- DATASET -

## BEGIN

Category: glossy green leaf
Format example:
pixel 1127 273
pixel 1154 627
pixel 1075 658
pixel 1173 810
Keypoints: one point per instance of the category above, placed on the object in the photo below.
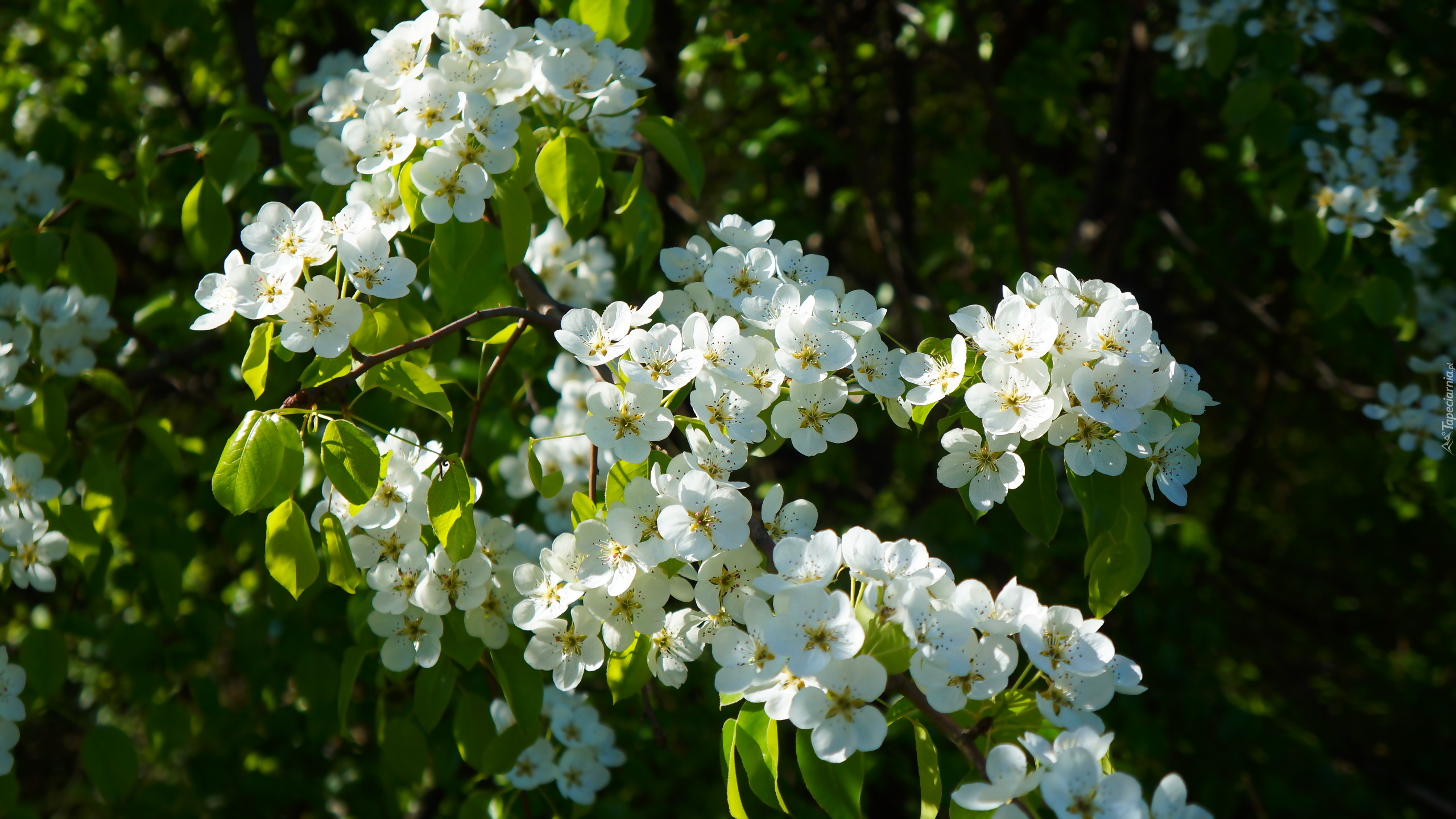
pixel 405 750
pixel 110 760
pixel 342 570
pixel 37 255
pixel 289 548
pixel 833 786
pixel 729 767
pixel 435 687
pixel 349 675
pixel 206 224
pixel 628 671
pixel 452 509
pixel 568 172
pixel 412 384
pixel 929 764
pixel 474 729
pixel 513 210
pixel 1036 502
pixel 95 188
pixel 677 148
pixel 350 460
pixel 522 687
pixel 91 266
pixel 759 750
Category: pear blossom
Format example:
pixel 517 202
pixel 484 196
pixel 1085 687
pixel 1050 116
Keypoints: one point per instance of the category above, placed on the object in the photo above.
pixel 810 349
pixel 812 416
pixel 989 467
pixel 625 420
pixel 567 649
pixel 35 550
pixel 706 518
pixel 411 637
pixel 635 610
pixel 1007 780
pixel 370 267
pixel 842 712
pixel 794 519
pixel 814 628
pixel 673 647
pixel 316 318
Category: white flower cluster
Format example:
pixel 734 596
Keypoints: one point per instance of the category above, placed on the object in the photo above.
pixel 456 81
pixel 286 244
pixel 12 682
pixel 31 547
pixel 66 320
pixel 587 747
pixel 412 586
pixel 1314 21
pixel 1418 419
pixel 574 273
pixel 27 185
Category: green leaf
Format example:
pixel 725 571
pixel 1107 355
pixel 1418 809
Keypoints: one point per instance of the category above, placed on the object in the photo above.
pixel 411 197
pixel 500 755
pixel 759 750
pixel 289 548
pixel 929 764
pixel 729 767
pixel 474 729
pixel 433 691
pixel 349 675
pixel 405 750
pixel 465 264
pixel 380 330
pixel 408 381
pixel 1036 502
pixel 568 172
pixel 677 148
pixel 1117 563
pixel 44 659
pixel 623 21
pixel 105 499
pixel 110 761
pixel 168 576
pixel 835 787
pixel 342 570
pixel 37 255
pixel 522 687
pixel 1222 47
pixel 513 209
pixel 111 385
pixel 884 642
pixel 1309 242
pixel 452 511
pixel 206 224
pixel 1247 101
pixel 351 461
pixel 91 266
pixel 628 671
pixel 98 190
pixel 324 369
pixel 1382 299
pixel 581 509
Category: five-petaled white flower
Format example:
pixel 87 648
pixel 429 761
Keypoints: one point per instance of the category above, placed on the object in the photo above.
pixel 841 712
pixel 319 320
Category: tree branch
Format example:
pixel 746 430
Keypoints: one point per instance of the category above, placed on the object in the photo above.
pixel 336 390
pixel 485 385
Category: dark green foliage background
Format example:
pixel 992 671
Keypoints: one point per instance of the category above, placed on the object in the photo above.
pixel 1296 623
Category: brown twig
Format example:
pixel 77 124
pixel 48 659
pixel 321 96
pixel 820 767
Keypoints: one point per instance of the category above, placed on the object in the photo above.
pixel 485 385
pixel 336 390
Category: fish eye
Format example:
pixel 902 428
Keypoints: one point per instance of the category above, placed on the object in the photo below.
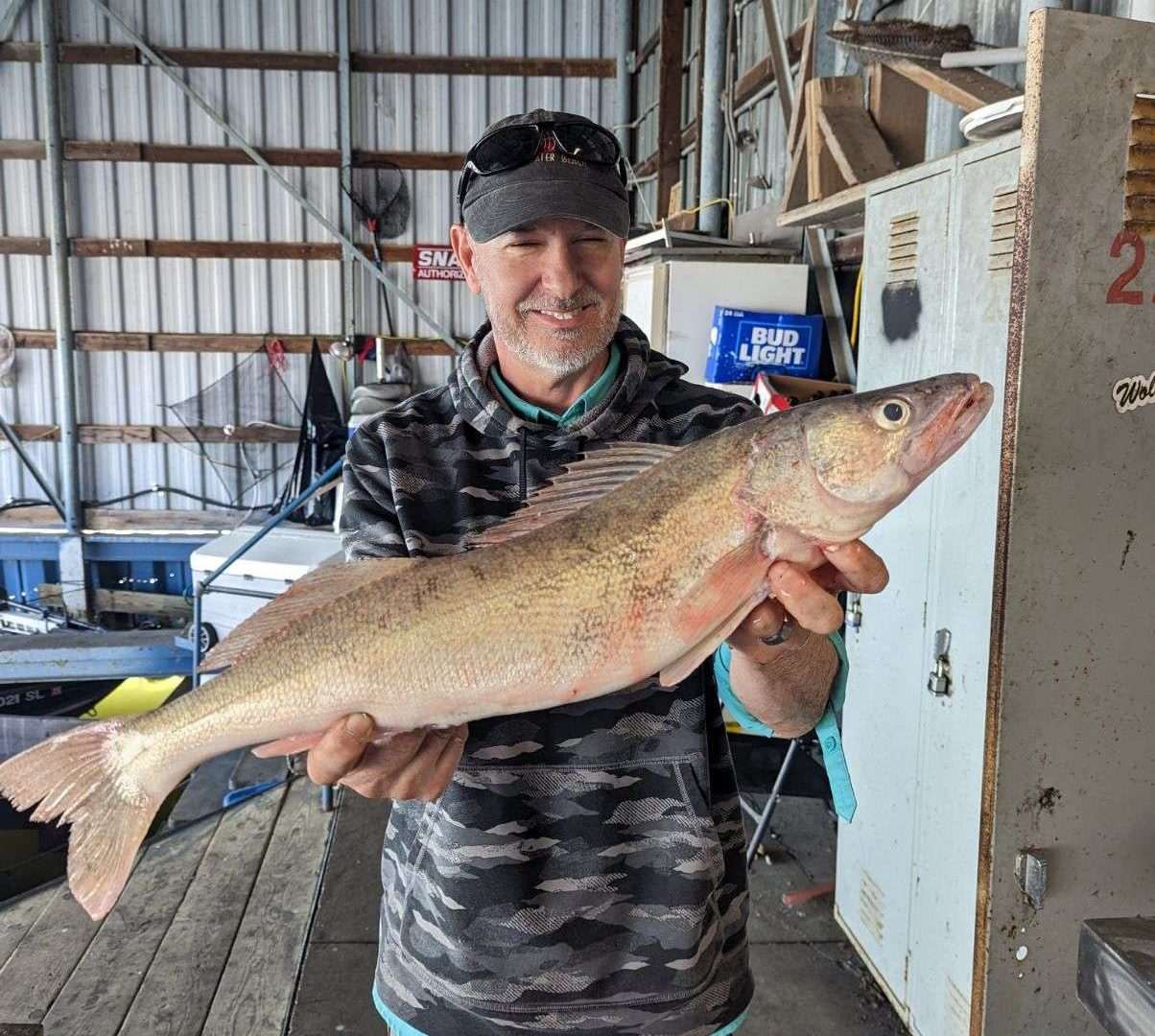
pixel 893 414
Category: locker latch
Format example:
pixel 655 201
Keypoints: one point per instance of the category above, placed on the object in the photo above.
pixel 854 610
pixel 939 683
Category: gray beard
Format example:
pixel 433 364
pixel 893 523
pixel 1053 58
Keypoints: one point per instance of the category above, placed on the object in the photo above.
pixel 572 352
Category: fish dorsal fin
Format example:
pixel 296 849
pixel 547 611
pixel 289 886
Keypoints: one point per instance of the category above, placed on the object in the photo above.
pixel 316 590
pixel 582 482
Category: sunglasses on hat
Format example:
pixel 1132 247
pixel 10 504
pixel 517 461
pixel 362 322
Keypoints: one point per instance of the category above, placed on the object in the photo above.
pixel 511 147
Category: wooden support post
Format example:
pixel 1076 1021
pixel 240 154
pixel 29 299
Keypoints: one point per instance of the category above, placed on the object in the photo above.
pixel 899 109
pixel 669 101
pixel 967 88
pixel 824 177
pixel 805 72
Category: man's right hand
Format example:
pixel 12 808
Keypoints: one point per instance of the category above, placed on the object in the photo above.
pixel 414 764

## END

- AIM OF THE TASK -
Put the material above into a numbered list, starting at the line containing "Category: man's right hand" and running through its final line. Leave out any blank lines.

- EXPECTED ANSWER -
1. Category: man's right hand
2. Format example:
3. pixel 12 808
4. Keypoints: one point per instance of the category above, placed on the object in the photo above.
5. pixel 414 764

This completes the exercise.